→ **Problem**
All lines from the one with "Query: person standing in surf" through the last are to be given again exactly as they stand in the data below, and only those.
--- --- ---
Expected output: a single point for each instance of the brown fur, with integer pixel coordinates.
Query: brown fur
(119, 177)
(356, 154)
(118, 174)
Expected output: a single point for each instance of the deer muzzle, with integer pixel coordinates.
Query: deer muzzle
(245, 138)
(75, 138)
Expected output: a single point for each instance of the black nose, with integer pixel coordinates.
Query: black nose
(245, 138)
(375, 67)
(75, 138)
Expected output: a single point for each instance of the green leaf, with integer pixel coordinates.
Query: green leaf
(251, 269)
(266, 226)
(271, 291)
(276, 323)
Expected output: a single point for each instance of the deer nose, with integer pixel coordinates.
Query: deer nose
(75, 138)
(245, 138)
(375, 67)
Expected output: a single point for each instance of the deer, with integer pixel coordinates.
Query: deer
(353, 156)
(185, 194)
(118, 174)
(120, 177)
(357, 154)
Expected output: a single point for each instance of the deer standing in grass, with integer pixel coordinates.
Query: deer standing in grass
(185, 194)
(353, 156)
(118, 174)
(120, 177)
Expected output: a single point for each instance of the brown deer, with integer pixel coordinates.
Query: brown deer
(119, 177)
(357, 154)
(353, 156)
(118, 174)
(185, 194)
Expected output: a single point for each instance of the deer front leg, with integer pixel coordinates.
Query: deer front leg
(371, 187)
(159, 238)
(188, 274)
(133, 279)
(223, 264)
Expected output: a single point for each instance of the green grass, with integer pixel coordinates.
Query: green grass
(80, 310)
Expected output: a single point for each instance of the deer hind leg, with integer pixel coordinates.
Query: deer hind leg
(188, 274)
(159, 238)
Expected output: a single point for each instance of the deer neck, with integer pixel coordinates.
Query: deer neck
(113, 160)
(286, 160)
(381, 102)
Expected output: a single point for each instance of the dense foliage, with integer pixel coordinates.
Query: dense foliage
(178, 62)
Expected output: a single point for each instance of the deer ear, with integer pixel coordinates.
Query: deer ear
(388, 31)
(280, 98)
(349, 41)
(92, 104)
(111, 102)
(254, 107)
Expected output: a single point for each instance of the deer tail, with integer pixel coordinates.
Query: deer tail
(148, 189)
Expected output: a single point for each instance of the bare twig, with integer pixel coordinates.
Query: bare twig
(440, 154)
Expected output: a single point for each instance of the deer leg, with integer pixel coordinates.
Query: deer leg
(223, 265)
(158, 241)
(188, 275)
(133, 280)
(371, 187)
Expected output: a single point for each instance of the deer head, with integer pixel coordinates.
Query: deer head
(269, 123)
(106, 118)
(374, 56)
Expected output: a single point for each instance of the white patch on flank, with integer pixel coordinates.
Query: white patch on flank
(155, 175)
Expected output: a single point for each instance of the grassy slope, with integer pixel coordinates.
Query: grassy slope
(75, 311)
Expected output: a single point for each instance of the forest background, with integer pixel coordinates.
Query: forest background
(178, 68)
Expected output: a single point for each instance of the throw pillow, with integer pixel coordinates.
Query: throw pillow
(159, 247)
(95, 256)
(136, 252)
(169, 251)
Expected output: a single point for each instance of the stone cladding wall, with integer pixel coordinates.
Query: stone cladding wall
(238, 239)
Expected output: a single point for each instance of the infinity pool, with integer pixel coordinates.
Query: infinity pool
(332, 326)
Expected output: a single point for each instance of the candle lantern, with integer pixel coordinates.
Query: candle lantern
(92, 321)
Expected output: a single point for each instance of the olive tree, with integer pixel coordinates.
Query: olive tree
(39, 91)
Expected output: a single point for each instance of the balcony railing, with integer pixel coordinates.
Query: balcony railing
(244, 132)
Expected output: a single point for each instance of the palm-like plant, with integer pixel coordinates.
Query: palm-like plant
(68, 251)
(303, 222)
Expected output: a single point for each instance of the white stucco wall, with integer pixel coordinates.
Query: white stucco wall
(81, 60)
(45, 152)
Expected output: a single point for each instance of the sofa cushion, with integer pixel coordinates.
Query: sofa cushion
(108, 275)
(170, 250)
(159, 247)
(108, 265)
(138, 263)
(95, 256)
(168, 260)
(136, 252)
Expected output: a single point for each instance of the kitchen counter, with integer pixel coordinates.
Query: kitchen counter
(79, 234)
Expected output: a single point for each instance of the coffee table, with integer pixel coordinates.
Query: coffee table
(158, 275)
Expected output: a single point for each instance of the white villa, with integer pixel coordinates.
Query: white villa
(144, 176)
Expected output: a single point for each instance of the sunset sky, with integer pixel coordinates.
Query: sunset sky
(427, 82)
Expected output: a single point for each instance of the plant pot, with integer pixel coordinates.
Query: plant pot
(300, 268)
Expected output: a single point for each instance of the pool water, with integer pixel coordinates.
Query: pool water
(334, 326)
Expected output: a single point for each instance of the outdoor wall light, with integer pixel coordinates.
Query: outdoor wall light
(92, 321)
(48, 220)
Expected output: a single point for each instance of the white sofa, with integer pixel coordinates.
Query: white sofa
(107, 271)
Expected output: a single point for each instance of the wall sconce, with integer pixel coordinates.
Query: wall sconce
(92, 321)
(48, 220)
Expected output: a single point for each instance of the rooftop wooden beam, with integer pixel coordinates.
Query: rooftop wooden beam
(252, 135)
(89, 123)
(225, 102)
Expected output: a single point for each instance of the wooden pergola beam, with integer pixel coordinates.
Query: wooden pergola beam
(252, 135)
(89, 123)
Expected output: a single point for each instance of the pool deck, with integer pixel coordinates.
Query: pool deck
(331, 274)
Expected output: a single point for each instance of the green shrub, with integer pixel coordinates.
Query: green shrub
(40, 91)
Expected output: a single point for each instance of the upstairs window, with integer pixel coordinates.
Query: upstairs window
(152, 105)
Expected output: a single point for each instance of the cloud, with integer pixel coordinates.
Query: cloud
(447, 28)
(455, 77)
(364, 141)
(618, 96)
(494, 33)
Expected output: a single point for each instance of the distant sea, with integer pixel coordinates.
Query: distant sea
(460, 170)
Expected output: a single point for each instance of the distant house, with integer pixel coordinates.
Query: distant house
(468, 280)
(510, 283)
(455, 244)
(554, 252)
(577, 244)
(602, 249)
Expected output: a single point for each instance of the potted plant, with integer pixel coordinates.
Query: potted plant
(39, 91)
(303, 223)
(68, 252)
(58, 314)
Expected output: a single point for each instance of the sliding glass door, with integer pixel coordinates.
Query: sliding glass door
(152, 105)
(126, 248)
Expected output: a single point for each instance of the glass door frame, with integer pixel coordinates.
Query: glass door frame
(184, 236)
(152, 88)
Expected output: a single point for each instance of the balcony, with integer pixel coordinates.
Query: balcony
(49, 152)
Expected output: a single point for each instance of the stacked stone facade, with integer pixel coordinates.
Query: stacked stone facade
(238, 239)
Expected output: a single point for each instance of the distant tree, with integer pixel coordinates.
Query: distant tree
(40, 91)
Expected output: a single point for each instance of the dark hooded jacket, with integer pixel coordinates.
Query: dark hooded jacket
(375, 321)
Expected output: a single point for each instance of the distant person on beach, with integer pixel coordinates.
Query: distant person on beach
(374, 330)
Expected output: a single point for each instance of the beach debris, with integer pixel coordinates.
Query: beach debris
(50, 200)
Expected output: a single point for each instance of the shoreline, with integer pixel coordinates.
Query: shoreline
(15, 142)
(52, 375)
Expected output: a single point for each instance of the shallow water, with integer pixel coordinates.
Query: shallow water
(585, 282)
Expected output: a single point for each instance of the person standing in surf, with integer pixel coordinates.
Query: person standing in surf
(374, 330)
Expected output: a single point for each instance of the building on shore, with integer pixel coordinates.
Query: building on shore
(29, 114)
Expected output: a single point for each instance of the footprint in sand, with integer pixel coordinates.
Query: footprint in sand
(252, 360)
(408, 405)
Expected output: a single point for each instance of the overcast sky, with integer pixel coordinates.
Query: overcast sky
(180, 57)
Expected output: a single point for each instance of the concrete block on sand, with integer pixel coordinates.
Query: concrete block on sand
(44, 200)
--- --- ---
→ **Worked solution**
Query: person standing in surf
(374, 330)
Expected output: a single point for each instance of the building on shore, with integer pixel coordinates.
Query: building on shore
(29, 114)
Expected output: a single point for each instance of the footprint in sand, with integer pixel coordinates.
Query: footprint in sand
(252, 360)
(408, 405)
Expected output: a single point for each instance of the overcast sky, with integer pixel coordinates.
Query: overcast sky
(180, 57)
Expected output: a single point for each instance of the concrete block on sand, with integer pixel coordinates.
Query: concrete block on sand
(44, 200)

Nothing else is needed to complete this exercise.